[What is expected] Replace "khaki shorts" with "cargo shorts" in everything from the start of the entries down to the line containing "471,258,498,299", and leave the pictures out of the answer.

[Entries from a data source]
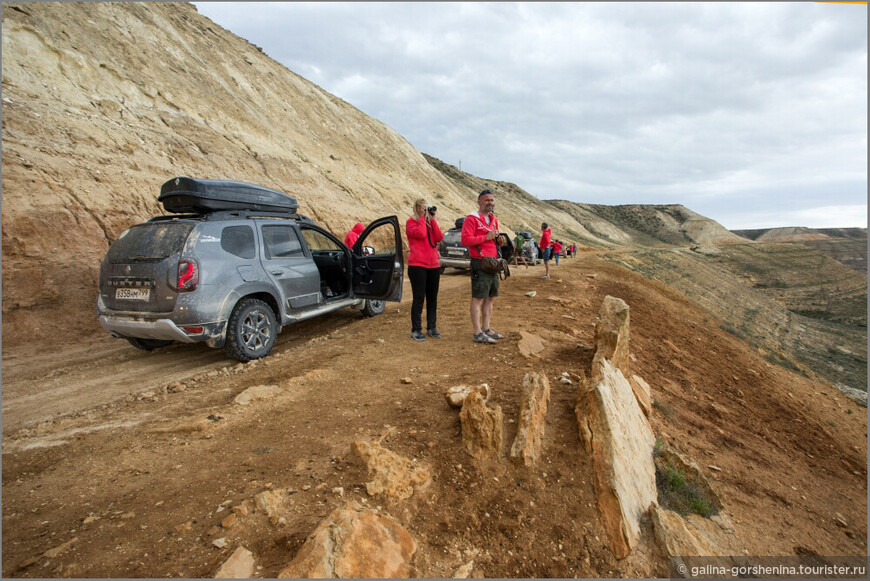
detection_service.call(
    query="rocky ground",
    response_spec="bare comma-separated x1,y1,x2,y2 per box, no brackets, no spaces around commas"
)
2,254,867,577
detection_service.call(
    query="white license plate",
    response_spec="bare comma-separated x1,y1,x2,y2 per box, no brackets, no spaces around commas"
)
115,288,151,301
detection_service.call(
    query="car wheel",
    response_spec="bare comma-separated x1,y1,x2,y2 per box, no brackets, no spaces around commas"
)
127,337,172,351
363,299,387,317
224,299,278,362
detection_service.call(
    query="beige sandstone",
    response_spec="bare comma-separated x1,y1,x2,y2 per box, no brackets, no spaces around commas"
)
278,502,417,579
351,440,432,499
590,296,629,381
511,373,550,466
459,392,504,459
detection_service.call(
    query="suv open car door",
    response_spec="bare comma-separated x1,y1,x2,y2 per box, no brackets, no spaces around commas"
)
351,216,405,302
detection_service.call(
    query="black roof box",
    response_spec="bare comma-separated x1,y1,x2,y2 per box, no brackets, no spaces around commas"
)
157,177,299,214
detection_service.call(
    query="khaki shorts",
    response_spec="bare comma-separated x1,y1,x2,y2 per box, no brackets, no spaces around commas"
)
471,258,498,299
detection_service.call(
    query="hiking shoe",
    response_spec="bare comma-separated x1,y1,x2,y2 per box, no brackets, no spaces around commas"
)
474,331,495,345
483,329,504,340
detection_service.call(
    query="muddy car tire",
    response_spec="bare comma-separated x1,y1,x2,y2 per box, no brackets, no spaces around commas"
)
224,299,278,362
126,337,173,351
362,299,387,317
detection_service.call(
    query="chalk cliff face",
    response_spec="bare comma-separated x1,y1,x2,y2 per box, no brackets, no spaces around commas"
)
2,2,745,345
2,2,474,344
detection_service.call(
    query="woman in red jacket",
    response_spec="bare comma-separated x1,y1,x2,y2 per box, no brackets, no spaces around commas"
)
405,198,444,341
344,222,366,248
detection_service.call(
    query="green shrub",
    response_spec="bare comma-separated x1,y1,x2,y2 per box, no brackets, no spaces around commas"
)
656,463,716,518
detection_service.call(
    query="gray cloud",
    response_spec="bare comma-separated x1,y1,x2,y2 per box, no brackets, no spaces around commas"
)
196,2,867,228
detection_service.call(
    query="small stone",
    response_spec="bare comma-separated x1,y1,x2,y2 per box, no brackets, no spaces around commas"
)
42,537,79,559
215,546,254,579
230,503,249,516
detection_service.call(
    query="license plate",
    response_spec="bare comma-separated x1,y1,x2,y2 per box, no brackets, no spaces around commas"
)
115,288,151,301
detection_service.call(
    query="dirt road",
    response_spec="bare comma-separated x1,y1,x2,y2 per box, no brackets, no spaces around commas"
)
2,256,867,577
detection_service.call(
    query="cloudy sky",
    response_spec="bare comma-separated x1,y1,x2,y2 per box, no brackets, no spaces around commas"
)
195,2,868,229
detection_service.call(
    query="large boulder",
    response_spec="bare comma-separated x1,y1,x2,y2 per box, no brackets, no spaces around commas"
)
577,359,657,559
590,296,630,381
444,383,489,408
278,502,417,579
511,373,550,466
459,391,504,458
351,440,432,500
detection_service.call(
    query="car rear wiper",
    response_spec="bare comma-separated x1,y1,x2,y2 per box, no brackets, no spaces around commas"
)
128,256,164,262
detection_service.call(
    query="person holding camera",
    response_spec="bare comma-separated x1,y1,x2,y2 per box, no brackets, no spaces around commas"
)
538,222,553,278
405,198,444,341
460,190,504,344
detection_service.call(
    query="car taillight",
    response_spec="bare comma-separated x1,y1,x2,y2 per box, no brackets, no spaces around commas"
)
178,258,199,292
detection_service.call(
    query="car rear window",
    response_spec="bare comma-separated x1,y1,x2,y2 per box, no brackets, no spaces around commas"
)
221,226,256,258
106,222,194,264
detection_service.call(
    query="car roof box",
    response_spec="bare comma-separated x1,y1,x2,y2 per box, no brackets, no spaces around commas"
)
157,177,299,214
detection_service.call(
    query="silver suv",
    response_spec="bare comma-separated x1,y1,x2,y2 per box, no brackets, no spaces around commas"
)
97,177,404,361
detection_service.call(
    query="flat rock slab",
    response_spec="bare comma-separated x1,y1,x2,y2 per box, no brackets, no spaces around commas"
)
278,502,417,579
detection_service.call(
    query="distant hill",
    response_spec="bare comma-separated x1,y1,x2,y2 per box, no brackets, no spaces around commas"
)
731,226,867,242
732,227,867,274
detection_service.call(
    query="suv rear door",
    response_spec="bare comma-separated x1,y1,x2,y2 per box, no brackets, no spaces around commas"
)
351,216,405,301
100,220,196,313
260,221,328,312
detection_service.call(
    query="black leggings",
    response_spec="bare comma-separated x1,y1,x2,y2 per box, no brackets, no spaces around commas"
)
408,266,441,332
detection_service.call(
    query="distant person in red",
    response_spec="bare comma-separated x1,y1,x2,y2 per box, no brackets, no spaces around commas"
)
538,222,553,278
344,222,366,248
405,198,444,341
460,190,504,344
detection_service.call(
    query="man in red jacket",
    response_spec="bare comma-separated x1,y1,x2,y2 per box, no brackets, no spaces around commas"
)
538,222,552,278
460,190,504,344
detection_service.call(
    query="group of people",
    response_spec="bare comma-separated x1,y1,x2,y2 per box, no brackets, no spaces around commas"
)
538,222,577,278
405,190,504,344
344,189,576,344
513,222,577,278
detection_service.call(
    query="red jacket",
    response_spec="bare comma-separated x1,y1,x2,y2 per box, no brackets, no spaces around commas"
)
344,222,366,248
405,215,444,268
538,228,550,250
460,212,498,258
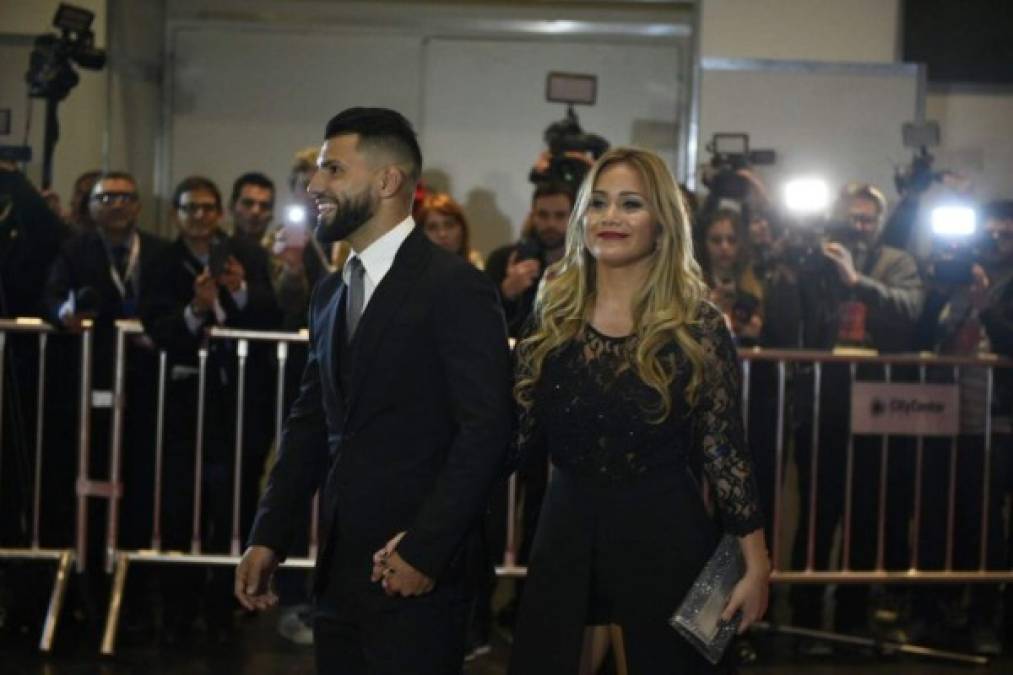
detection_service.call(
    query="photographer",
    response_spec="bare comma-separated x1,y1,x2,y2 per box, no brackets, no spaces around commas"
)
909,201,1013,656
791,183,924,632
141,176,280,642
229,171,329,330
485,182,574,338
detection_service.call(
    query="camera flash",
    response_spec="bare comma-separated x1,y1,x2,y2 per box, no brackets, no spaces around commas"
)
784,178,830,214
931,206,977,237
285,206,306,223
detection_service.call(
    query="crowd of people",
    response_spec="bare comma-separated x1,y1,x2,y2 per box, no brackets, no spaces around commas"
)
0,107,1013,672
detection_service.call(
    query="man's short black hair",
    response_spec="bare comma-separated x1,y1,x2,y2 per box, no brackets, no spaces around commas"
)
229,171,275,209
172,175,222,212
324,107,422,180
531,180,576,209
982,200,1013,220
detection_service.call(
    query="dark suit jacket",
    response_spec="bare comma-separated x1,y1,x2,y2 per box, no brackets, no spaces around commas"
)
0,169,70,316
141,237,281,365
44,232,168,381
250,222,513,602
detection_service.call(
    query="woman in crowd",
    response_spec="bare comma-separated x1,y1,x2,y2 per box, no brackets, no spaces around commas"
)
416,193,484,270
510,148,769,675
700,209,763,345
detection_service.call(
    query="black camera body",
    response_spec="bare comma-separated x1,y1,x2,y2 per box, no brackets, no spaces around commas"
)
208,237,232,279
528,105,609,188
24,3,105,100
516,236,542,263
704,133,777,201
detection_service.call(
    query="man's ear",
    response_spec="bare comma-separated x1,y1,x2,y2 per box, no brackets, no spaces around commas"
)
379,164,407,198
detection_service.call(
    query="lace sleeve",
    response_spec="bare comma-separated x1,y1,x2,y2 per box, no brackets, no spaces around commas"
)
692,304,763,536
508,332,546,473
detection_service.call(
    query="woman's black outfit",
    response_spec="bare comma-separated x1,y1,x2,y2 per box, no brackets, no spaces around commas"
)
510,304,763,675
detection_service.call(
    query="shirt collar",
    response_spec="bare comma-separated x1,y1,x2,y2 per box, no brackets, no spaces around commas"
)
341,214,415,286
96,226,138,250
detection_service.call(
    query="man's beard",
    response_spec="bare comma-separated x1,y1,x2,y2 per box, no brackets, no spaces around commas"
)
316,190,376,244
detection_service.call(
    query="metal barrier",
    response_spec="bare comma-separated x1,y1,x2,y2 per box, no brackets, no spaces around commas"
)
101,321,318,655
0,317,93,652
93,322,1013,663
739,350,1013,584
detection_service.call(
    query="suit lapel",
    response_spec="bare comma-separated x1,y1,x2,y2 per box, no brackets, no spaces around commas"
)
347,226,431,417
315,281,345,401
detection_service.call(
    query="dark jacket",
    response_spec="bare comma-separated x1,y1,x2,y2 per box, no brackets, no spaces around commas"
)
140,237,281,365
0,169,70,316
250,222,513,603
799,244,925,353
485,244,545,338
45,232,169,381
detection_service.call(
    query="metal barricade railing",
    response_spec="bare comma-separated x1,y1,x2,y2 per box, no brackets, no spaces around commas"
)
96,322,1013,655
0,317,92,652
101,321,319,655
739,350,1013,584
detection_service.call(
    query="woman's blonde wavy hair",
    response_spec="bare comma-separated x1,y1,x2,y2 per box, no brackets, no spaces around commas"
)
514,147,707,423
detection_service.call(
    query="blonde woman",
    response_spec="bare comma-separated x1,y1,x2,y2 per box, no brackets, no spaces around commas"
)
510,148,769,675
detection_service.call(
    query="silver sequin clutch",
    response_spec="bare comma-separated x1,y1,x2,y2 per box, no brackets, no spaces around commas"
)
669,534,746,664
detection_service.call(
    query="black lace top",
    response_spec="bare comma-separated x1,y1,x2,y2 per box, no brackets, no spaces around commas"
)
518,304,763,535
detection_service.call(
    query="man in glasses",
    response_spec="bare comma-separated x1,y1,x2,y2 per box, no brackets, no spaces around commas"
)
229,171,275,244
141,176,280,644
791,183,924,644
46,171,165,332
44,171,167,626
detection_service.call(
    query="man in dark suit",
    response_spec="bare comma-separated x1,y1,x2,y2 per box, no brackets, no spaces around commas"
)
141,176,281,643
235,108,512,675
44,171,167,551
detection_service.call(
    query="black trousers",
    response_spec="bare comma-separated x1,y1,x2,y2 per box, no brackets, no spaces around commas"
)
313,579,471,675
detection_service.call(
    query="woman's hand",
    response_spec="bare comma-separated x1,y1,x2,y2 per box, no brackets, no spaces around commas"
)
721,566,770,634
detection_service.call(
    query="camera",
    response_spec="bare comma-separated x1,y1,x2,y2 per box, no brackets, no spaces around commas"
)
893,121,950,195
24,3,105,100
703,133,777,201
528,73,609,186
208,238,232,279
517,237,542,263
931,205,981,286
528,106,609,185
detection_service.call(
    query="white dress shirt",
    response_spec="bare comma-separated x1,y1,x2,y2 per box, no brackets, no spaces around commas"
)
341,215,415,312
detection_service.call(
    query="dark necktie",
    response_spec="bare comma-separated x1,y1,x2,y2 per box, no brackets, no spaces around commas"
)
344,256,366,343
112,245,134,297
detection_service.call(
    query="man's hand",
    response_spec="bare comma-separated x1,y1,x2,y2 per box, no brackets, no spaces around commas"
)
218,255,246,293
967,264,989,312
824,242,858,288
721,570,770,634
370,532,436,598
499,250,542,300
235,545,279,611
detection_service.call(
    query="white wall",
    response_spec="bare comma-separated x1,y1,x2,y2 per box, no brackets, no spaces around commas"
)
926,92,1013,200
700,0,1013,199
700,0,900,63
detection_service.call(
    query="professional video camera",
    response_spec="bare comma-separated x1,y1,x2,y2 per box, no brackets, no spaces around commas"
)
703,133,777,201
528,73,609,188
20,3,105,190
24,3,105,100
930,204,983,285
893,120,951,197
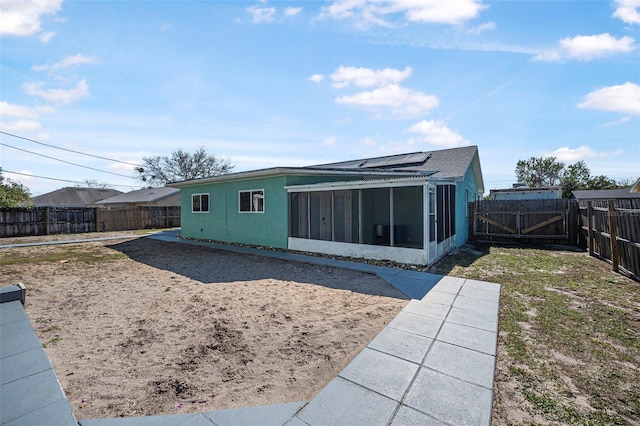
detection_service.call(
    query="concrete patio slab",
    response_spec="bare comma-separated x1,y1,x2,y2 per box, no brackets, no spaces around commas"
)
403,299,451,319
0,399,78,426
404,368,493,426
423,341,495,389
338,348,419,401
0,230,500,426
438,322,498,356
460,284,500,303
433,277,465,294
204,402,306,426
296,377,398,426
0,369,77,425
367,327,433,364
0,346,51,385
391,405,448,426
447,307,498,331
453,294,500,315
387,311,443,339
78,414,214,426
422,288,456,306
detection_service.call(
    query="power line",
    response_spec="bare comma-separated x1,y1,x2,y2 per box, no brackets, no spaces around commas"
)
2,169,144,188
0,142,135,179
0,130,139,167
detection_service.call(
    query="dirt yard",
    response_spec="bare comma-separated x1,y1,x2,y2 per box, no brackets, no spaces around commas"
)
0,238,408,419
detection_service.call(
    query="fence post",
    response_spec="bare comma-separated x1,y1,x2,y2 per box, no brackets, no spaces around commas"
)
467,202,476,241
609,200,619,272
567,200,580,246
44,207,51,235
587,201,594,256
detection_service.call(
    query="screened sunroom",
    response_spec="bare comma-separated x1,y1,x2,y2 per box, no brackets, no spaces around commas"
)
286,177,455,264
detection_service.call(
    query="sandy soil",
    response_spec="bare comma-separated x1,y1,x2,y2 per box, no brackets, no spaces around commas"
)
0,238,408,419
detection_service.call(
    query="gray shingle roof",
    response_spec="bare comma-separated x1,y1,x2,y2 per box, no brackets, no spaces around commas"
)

[Written answer]
detection_service.call(
    query="rocky ground",
    response_spec="bare comma-separated x1,y1,x2,y2 per box, no brackets, no spaces around commas"
)
2,254,867,577
detection_service.call(
    query="white license plate",
    response_spec="bare comma-separated x1,y1,x2,y2 per box, no brackets, no spaces around commas"
)
115,288,151,301
detection_service.call(
    query="car wheel",
    response_spec="bare comma-separated x1,y1,x2,y2 per box, no brackets, no spaces around commas"
)
127,337,172,351
363,299,387,317
224,299,278,362
detection_service.call(
    query="beige sandstone",
    response_spec="bare comma-separated x1,y1,x2,y2 per box, no brackets, no spaces around commas"
)
278,502,417,579
351,440,432,499
590,296,629,381
511,373,550,466
459,392,504,459
detection_service.call(
    query="suv open car door",
    response_spec="bare comma-separated x1,y1,x2,y2 per box, no brackets, no spaces around commas"
)
351,216,405,302
detection_service.call(
    query="black roof box",
    response_spec="bare comma-separated x1,y1,x2,y2 per box, no brackets, no spaces around commas"
)
157,177,299,214
detection_service.call(
    query="cargo shorts",
    response_spec="bare comma-separated x1,y1,x2,y2 per box, no brackets, no spaces around commas"
)
471,258,498,299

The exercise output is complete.